• ABOUT THIS TASK
A verbatim copy of the lines starting at the one with "142V133L296 131L292 138L290" and ending at the last line below is required; include nothing else.

Collected data
-.-.-
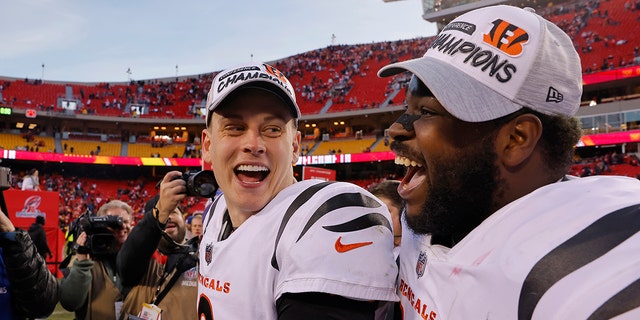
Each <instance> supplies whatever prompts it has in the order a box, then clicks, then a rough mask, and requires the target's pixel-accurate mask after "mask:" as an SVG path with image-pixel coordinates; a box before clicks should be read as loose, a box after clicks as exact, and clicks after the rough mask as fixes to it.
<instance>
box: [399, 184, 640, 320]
mask: <svg viewBox="0 0 640 320" xmlns="http://www.w3.org/2000/svg"><path fill="white" fill-rule="evenodd" d="M405 226H406V224H403V232H402V245H401V249H400V279H399V287H398V295H399V296H400V302H401V305H402V309H403V313H404V319H406V320H409V319H447V320H453V319H461V320H468V319H545V320H549V319H610V318H614V317H615V319H640V294H639V292H640V232H639V231H640V182H639V181H638V180H637V179H633V178H627V177H611V176H607V177H605V176H595V177H589V178H579V179H575V178H571V179H570V180H568V181H562V182H557V183H554V184H551V185H548V186H545V187H542V188H540V189H538V190H536V191H534V192H532V193H530V194H529V195H527V196H525V197H522V198H520V199H518V200H516V201H514V202H512V203H510V204H508V205H507V206H505V207H503V208H502V209H500V210H499V211H497V212H496V213H494V214H493V215H492V216H491V217H489V218H488V219H486V220H485V221H484V222H483V223H482V224H480V225H479V226H478V227H477V228H475V229H474V230H473V231H472V232H471V233H469V234H468V235H467V237H465V238H464V239H463V240H462V241H461V242H460V243H458V244H456V245H455V246H454V247H453V248H451V249H449V248H446V247H443V246H440V245H431V244H430V240H431V239H430V236H428V235H417V234H415V233H413V232H412V231H411V230H410V229H409V228H405Z"/></svg>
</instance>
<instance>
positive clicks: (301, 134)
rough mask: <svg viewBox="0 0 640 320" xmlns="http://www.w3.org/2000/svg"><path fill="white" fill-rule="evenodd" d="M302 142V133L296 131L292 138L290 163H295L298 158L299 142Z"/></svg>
mask: <svg viewBox="0 0 640 320" xmlns="http://www.w3.org/2000/svg"><path fill="white" fill-rule="evenodd" d="M301 142H302V133H300V131H296V136H295V138H294V139H293V158H292V160H291V162H292V163H291V164H292V165H295V164H296V163H297V162H298V159H299V158H300V143H301Z"/></svg>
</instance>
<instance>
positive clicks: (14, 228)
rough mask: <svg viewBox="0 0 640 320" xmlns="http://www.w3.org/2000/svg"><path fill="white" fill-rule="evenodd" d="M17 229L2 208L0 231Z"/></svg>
mask: <svg viewBox="0 0 640 320" xmlns="http://www.w3.org/2000/svg"><path fill="white" fill-rule="evenodd" d="M14 231H16V228H15V227H14V226H13V223H11V220H9V217H7V215H6V214H5V213H4V212H2V210H0V232H14Z"/></svg>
-.-.-
• RESPONSE TO THIS EXERCISE
rough mask: <svg viewBox="0 0 640 320" xmlns="http://www.w3.org/2000/svg"><path fill="white" fill-rule="evenodd" d="M302 142V133L296 131L292 138L290 163H295L298 158L299 142Z"/></svg>
mask: <svg viewBox="0 0 640 320" xmlns="http://www.w3.org/2000/svg"><path fill="white" fill-rule="evenodd" d="M301 142H302V133H300V131H296V136H295V138H294V139H293V158H292V160H291V162H292V163H291V164H292V165H295V164H296V163H297V162H298V159H299V158H300V143H301Z"/></svg>
</instance>
<instance>
positive clicks: (14, 228)
rough mask: <svg viewBox="0 0 640 320" xmlns="http://www.w3.org/2000/svg"><path fill="white" fill-rule="evenodd" d="M17 229L2 208L0 231Z"/></svg>
mask: <svg viewBox="0 0 640 320" xmlns="http://www.w3.org/2000/svg"><path fill="white" fill-rule="evenodd" d="M14 231H16V228H15V227H14V226H13V223H11V220H9V217H7V215H6V214H5V213H4V212H2V210H0V232H14Z"/></svg>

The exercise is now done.